RECORDS SUPPLIED:

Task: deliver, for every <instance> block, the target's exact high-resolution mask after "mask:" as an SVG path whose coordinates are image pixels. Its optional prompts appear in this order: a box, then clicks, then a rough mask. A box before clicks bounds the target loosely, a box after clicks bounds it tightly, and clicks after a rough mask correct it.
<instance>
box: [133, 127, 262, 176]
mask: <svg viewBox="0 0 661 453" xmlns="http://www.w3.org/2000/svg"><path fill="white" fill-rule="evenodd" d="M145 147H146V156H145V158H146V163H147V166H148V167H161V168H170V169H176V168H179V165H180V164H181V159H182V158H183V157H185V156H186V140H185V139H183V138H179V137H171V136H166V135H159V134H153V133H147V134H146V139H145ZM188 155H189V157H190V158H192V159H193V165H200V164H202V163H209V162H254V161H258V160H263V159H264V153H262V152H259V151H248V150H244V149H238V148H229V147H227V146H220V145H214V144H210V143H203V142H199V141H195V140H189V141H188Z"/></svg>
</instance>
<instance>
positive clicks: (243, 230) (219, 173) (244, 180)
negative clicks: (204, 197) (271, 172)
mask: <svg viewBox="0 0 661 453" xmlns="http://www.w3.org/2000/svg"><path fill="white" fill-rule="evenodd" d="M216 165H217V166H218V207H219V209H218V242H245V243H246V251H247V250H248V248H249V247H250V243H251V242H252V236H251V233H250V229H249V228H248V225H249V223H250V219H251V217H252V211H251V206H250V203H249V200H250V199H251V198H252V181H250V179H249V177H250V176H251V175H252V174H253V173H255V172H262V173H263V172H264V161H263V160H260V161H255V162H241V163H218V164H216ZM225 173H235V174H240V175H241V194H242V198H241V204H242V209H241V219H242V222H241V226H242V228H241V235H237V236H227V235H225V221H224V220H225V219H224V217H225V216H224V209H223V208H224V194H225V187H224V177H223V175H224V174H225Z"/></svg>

AIM OF THE TASK:
Write out the complete material a second time, matching it exactly.

REPLY:
Task: deliver, for every <instance> block, the target's exact high-resolution mask after "mask:" as an SVG path whose coordinates are image pixels. Its optional prompts appear in this order: a box, then clicks, then a rough mask. A box before clicks bounds the target loosely, a box after clicks bounds it tightly, and clicks after a rough mask correct it.
<instance>
box: [133, 127, 262, 176]
mask: <svg viewBox="0 0 661 453" xmlns="http://www.w3.org/2000/svg"><path fill="white" fill-rule="evenodd" d="M145 147H146V156H145V158H146V163H147V166H148V167H161V168H170V169H176V168H179V165H180V164H181V159H182V158H183V157H185V156H186V140H185V139H183V138H179V137H171V136H166V135H159V134H153V133H147V134H146V139H145ZM188 155H189V157H190V158H192V159H193V165H200V164H202V163H209V162H254V161H258V160H263V159H264V153H262V152H259V151H248V150H244V149H238V148H229V147H227V146H220V145H214V144H210V143H203V142H199V141H195V140H189V141H188Z"/></svg>
</instance>
<instance>
positive clicks: (243, 230) (219, 173) (244, 180)
negative clicks: (204, 197) (271, 172)
mask: <svg viewBox="0 0 661 453" xmlns="http://www.w3.org/2000/svg"><path fill="white" fill-rule="evenodd" d="M216 165H217V166H218V207H219V209H218V242H245V243H246V251H247V250H248V248H249V247H250V243H251V242H252V236H251V233H250V229H249V228H248V225H249V223H250V219H251V217H252V211H251V206H250V203H249V200H250V199H251V198H252V181H250V179H249V177H250V176H251V175H252V174H253V173H255V172H262V173H263V172H264V161H263V160H260V161H255V162H241V163H218V164H216ZM225 173H235V174H240V175H241V194H242V198H241V204H242V209H241V219H242V222H241V226H242V228H241V235H237V236H227V235H225V221H224V220H225V219H224V217H225V216H224V209H223V208H224V194H225V187H224V177H223V175H224V174H225Z"/></svg>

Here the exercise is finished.